__CONSIGNES__
A) Répondez à ces questions sur le texte consacré à la mondialisation et à l'identité :
(i) Quelles organisations non gouvernementales sont données en exemple ?
(ii) Où l'Autre est-il aujourd'hui omniprésent ?
(iii) À quoi le développement des techniques rend-il le monde semblable ?
B) Prolongez le texte sur la mondialisation et l'identité à la suite de sa dernière phrase.

__TEXTE À LIRE__
La mondialisation annonce le crépuscule des évidences identitaires en posant un redoutable défi à l’individu envahit par un flux d’informations venues de d’Altérité. Son inscription dans l’univers social n’est plus une donnée facile à gérer, elle devient une construction personnelle qu’il lui appartient de mener à bien. La personne est obligée de choisir les appartenances qui lui correspondent, de savoir ‘’qui’’ l’on souhaite être, et de conjuguer ses identités diverses potentiellement contradictoires, d’où la difficulté majeure qu’impose la mondialisation et l’ouverture sur autrui qu’elle accompagne.
Pareillement, pour le groupe, la mondialisation a bouleversé sa situation en imposant des nouvelles conditions et situations qu’il doit prendre en considération telles que : l’imposition des appartenances supranationales, la croissance rapide des organisations qui influencent non seulement la structure et le pouvoir de groupe, mais même l’opinion mondiale ; par exemple : les organisations non gouvernementales et leur rôle en obligeant les Etats-nations de les prendre en compte : Green peace, médecin sans frontière…etc.
Innombrables sont les cas de dissonances identitaires auxquels les individus et les groupes doivent faire face. Grâce à la mondialisation et le développement des moyens de communication, l’ouverture sur la vie sociale a un spacieux horizon qui s’étend jusqu’aux bouts de la planète. D’emblée, l’Altérité n’a plus la même signification. L’Autre, hier, était celui qui est différent et souvent éloigné. Aujourd’hui, « il est tout aussi différent, mais omniprésent, dans le téléviseur de la salle à manger comme au bout des réseaux. Il va donc falloir faire un effort considérable pour se comprendre. En tout cas pour se supporter » 302 .
Ainsi, on ne parle plus d’une Altérité réduite par la notion de l’Etranger-Différent ou de l’Immigré dont il y une dimension ethnologique (et parfois imaginaire), mais des Altérités qui ne sont plus des Différents, des Etrangers ou des Immigrés venus d’ailleurs. Ceci, grâce au développement des techniques qui rend le monde un ‘’village global ’’ dont les distances physiques sont abolies. Alors, l’altérité, est une entité plurielle et une réalité objective qui s’impose sur notre conscience. Par conséquence, l’Autre qui était hier « une réalité ethnologique, lointaine ; aujourd’hui il est une réalité sociologique, avec laquelle il faut cohabiter. Les distances ne sont plus physiques, elles sont culturelles » 303 .

(Données issues d'une source)
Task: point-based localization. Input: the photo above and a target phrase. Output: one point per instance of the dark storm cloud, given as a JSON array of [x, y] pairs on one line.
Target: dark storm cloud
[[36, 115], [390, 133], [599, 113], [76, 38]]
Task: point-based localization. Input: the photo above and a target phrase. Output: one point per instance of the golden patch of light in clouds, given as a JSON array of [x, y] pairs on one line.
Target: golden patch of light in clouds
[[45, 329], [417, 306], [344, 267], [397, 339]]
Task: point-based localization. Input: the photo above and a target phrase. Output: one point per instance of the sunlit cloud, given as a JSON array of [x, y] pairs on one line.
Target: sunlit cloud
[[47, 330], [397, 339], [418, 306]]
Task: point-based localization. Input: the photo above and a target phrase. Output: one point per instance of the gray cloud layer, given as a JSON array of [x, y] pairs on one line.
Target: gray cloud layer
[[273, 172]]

__CORRIGÉ__
A)
(i) Green peace et médecin sans frontière.
(ii) Dans le téléviseur de la salle à manger comme au bout des réseaux.
(iii) À un « village global » dont les distances physiques sont abolies.

B)
De même pour la question de l’identité. Influencée par le phénomène de la mondialisation, l’identité a subit des déchirements croissantes qui rendent cette question vitale pour les individus aussi bien que pour les groupes et les sociétés. Alors, on ne parle plus d’une identité individuelle mais d’une mosaïque des identités que l’individu contemporain est obligé à confronter, et d’une nouvelle situation dont « la ‘’relation à l’autre’’ est bien au cœur du processus de l’identité personnelle, comme elle l’est de la vie privée et des relations interculturelles» 304 .
Puisque « les périodes de crises économiques, politiques, culturelles sont particulièrement propices à l’éclosion de nouvelles théorisations de l’identité personnelle, parce que les formes identitaires qui lui servent de substrat sont, pour un temps, sont ébranlées » 305 , il est normal qu’avec la mondialisation ( fait considérée pour certaines sociétés comme crise, surtout, les sociétés sous-développées) la notion de l’identité personnelle et même collective aie des nouvelles dimensions et que les anciens formes identitaires soient sur le déclin.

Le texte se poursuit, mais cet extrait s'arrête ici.